■ WHAT IS ASKED:
Write out all of the records below word for word, leaving any pictures out of your answer.

== DATA TO PROCESS ==

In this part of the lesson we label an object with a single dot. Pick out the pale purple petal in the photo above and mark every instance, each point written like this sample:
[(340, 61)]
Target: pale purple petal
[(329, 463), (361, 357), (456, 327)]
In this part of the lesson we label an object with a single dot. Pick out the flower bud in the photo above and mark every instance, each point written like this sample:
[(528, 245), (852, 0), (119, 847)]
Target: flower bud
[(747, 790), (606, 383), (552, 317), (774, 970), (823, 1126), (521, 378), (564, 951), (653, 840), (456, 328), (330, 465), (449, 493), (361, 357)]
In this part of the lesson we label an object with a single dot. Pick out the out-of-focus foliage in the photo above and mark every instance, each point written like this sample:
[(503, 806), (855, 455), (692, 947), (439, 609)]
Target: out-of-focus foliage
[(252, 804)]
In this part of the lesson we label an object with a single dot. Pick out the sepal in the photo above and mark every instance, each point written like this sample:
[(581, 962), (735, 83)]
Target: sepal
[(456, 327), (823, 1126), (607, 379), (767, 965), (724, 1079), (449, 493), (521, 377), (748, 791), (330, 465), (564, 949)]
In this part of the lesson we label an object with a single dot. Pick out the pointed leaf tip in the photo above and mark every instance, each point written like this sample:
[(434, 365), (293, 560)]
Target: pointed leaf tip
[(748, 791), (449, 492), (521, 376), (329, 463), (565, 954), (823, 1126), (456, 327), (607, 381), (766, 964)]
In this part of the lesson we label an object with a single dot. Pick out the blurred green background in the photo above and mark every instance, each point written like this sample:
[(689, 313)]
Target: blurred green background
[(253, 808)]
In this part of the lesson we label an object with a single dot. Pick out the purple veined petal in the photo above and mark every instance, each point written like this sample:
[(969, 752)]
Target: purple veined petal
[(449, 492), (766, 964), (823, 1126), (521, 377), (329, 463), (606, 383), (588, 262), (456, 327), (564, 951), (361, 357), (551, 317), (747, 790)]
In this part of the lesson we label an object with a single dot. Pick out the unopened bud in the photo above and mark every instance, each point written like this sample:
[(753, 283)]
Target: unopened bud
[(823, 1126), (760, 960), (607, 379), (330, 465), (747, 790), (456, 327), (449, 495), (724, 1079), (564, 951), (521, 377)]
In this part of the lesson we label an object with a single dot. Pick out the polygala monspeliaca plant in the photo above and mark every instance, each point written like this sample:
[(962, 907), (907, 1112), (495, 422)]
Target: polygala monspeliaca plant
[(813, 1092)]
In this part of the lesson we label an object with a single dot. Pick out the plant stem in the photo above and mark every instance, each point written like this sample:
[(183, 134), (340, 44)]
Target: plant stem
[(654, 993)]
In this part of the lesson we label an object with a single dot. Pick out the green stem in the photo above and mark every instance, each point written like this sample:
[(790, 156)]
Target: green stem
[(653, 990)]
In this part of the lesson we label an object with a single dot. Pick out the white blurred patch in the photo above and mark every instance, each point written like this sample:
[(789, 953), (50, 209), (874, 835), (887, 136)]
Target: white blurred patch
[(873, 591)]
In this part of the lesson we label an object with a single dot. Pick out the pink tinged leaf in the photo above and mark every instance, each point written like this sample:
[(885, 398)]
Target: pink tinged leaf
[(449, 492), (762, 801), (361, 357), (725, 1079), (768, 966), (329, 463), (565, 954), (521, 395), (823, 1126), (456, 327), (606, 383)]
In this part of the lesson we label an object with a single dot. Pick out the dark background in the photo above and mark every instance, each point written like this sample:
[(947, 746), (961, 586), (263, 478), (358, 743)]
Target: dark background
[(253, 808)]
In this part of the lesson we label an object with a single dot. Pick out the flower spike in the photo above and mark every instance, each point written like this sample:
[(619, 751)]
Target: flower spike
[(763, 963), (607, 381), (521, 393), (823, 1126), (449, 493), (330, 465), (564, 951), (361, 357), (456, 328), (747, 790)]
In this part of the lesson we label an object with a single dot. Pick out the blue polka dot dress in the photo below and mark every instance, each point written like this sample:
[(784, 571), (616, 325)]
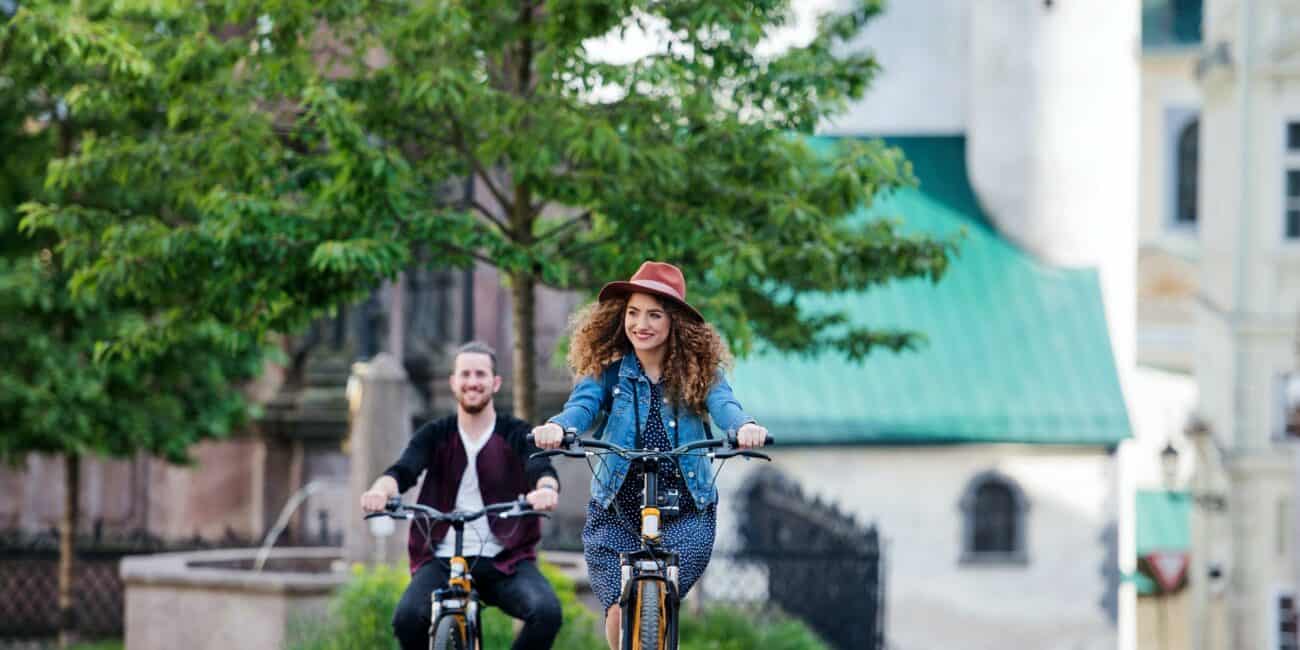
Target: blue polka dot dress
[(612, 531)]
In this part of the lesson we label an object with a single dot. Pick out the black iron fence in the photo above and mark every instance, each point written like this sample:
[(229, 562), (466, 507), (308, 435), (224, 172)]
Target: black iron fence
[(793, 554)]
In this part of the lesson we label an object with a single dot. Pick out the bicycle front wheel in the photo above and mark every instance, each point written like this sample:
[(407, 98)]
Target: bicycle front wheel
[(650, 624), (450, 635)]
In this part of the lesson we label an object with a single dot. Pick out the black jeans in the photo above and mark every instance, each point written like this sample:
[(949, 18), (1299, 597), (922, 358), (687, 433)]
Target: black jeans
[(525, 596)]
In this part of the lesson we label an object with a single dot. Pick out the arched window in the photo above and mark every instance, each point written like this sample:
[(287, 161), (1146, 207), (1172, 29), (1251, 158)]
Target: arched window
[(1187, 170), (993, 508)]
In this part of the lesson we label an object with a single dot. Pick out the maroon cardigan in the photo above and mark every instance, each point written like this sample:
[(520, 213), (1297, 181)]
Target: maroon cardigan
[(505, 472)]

===

■ OUTPUT BELOW:
In this part of the lesson we label an object with a single dot. Pick out the pale purple petal in the photo above and mark every instance, each point written like this sample:
[(340, 61)]
Target: pale purple petal
[(329, 463), (361, 357), (456, 327)]
In this part of the lesson we label an object with a single dot. Pick out the flower bud in the photo above and mark every instance, each point written like this sample:
[(528, 245), (852, 0), (119, 847)]
Target: flower bud
[(747, 790), (606, 383), (552, 317), (774, 970), (823, 1126), (521, 378), (564, 951), (653, 840), (456, 328), (330, 465), (449, 493), (361, 357)]
In this part of the lesson we label an object with a single dot. Pick out the out-of-focus foliage in the photo above and mark every instance, each point written like this sample:
[(503, 806), (855, 455), (692, 947), (439, 609)]
Target: out-of-focus foliage
[(252, 804)]
In this part of the lesson we label an object with a single dot. Pick out the sepal in the photo above and mark every instance, each point written like this sample:
[(581, 962), (735, 83)]
Target: sepal
[(456, 327), (823, 1126), (607, 379), (767, 965), (724, 1079), (449, 493), (521, 377), (748, 791), (330, 465), (564, 949)]
In this part of the lesson we label an object with a single dot. Pick out the pointed leaf tip in the photo above and mark every instance, each point written like this sample:
[(434, 365), (293, 560)]
Target: pointed leaf tip
[(748, 791), (449, 492), (521, 376), (329, 463), (565, 954), (823, 1126), (456, 327), (607, 381), (766, 964)]
In this part of the lesson we label an object with a single dot. Pick out the blurred green background in the photo above and mark every instance, each point written like this sample:
[(689, 313)]
Target: blurred green background
[(253, 808)]
In this part of the lesson we label an object with a single dot. Pick out the purple veined petal in the photo above and mark every instance, each point written like this sample:
[(969, 752)]
Target: purple veined petal
[(449, 492), (766, 964), (823, 1126), (521, 377), (329, 463), (606, 383), (588, 262), (456, 327), (564, 951), (361, 357), (551, 317), (747, 790)]
In this part of the lesson we label an object with a single dot. Pick out the unopened bud in the photo above and mark every instance, each point written like this sample:
[(753, 283)]
Target: unopened bud
[(823, 1126), (760, 960), (607, 379), (330, 465), (747, 790), (456, 327), (449, 495), (724, 1079), (564, 951), (521, 377)]
In this part of the lesson we label an object with a single dot. Pick out the polygala monspeliaca plant in the photo above and mark every instance, each point written like this sample:
[(962, 907), (907, 1112), (495, 422)]
Target: polygala monspeliaca plant
[(813, 1092)]
In this part of the lesson we label an object with a single dot. Pick out the plant stem in the photo above and mark every instance, each point written like this sample:
[(183, 134), (340, 44)]
Target: plant stem
[(654, 993)]
In this part of the lesson we label an object with a single dot. Pick out the green stem in the photo above and mark every instance, each point written like this sample:
[(790, 156)]
Target: green stem
[(653, 990)]
In this part of the lesson we label an object with a single dot. Pick out the white blurred patch in the photo above and mark every instance, each point written like this sample:
[(789, 953), (50, 209), (874, 835), (887, 136)]
Target: white blurred patch
[(873, 591)]
In this part of the lesson we label an object with a single dot. Pick out the pink tinged leaf in the photo above and mark every instance, each point written like this sample:
[(885, 398)]
Target: pink tinged leaf
[(449, 492), (762, 801), (361, 357), (725, 1079), (768, 966), (329, 463), (565, 954), (521, 395), (823, 1126), (456, 327), (606, 383)]
In this part of the lesson we label an object with a single dot. Pick out the dark background in the photo above and mark every instance, each point written like this sample:
[(947, 746), (961, 586), (263, 478), (358, 743)]
Target: dark background
[(253, 808)]
In this part of the lesson we label an object with a single dot. Pick out the flower spike in the photo above and mark every instance, each point written like this sample:
[(619, 751)]
Target: flower spike
[(763, 963), (607, 381), (521, 393), (823, 1126), (449, 493), (330, 465), (564, 951), (361, 357), (456, 328), (747, 790)]
In this part of the lesson we label an object with a single dot. Pick out the blue polka dot dress in the photo below and mark every instance, each point written like this sample:
[(784, 571), (616, 325)]
Target: blue polka dot dress
[(612, 531)]
In this part of the lesson we label an object with a single dot. Pick out the black iron fence in the photo above and mark every instance, each point written like this sample:
[(229, 562), (466, 507), (308, 435), (224, 172)]
Target: black iron fence
[(793, 554)]
In this part of the lesson we label an object with a single dot. Pick out the bicycle front wheel in the photo above and mark every instance, each point written like this sample:
[(407, 98)]
Target: bicycle front wheel
[(650, 624), (450, 635)]
In this part of the lesson we label an object with a single dot. Pick out the black jeans in the photo above and mark every instance, each point written like this sample:
[(949, 18), (1299, 597), (922, 358), (687, 433)]
Target: black jeans
[(525, 596)]
In this part of the lesson we label an object with a single dot. Pick out the arched window in the photo above and mark every instance, each point written like this sample:
[(287, 161), (1146, 207), (1172, 29), (1251, 158)]
Target: arched window
[(1187, 170), (993, 508)]
In this part of the lesson we label an object with a single dot. Pick out the maroon cardigan in the photo above and mark every instance, each point written like this sample:
[(520, 213), (1297, 181)]
Target: maroon cardigan
[(505, 472)]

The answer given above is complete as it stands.